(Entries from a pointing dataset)
-=-=-

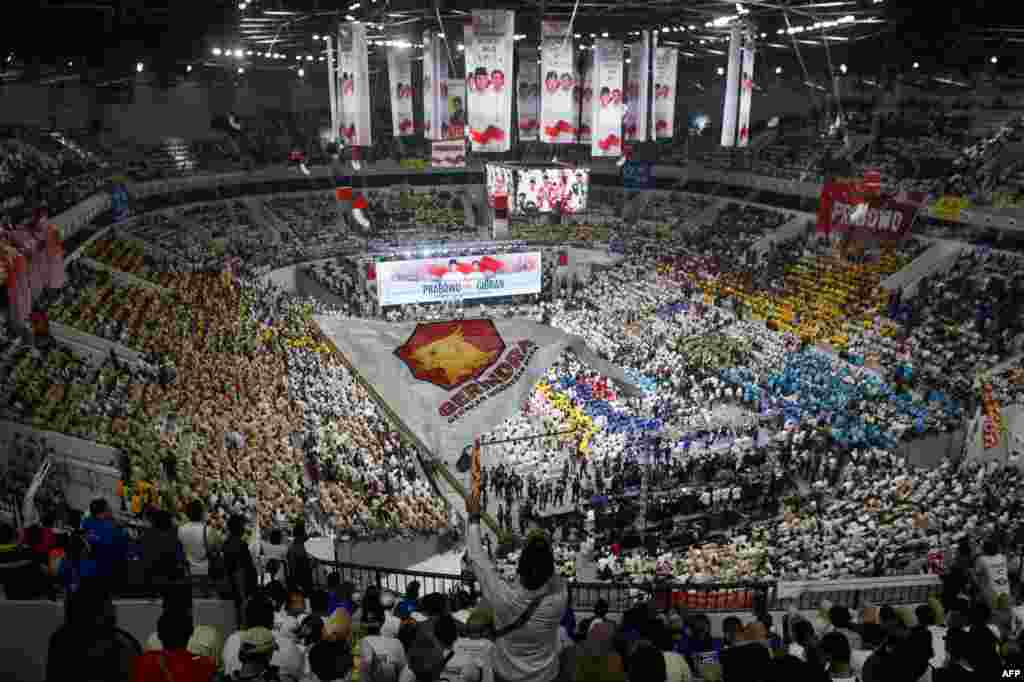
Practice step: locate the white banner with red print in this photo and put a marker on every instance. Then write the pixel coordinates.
(399, 73)
(435, 108)
(528, 94)
(353, 85)
(745, 93)
(451, 382)
(489, 40)
(606, 139)
(587, 99)
(637, 91)
(666, 69)
(558, 103)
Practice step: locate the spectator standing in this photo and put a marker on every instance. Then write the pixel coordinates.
(89, 645)
(527, 615)
(299, 567)
(240, 571)
(199, 540)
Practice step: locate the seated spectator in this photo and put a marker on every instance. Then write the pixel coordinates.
(836, 649)
(22, 573)
(273, 549)
(646, 664)
(744, 654)
(174, 661)
(89, 645)
(287, 656)
(257, 648)
(332, 661)
(163, 557)
(527, 614)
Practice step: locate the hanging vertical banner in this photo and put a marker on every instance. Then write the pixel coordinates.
(399, 74)
(489, 41)
(745, 90)
(666, 68)
(434, 77)
(454, 92)
(558, 107)
(354, 84)
(587, 99)
(731, 91)
(607, 105)
(332, 84)
(528, 98)
(635, 121)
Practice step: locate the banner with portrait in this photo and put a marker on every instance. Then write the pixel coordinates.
(607, 108)
(489, 40)
(435, 109)
(729, 105)
(353, 85)
(587, 99)
(558, 103)
(454, 93)
(528, 94)
(666, 70)
(638, 76)
(745, 92)
(399, 74)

-=-=-

(Exercise directions) Copy all of the records above word for word, from top to bottom. Leave the pictures out.

(Written response)
Practice step: locate the white banner with red print in this photo and put a marker on every instance. Then write the pixel coordinates.
(399, 73)
(435, 108)
(528, 94)
(353, 85)
(745, 93)
(451, 382)
(489, 40)
(606, 139)
(587, 99)
(637, 91)
(666, 69)
(558, 103)
Practice step: locate the spectator standing in this photo and put a marker on every instance. Then write the pixel coordinates.
(89, 645)
(527, 615)
(299, 567)
(240, 571)
(199, 540)
Practice step: locate the seated spectator in this photo and put a marker on every instance. Then write the pixel coordinates.
(836, 649)
(22, 573)
(273, 549)
(646, 664)
(744, 654)
(174, 661)
(89, 645)
(287, 656)
(257, 648)
(332, 661)
(163, 557)
(527, 614)
Practice step: locate the hanging vertical banner in this photo and put a marker on every instance. Then write the pixel coordinates.
(399, 74)
(489, 41)
(745, 90)
(666, 68)
(434, 77)
(454, 92)
(558, 107)
(354, 84)
(587, 99)
(731, 91)
(607, 105)
(332, 84)
(528, 98)
(635, 121)
Practice step: locate the banner with portrait in this photo and put a marker on every instance. Then write the pixel coordinates.
(607, 108)
(489, 40)
(435, 109)
(729, 105)
(353, 85)
(587, 99)
(558, 103)
(454, 93)
(528, 94)
(666, 70)
(638, 76)
(745, 92)
(399, 74)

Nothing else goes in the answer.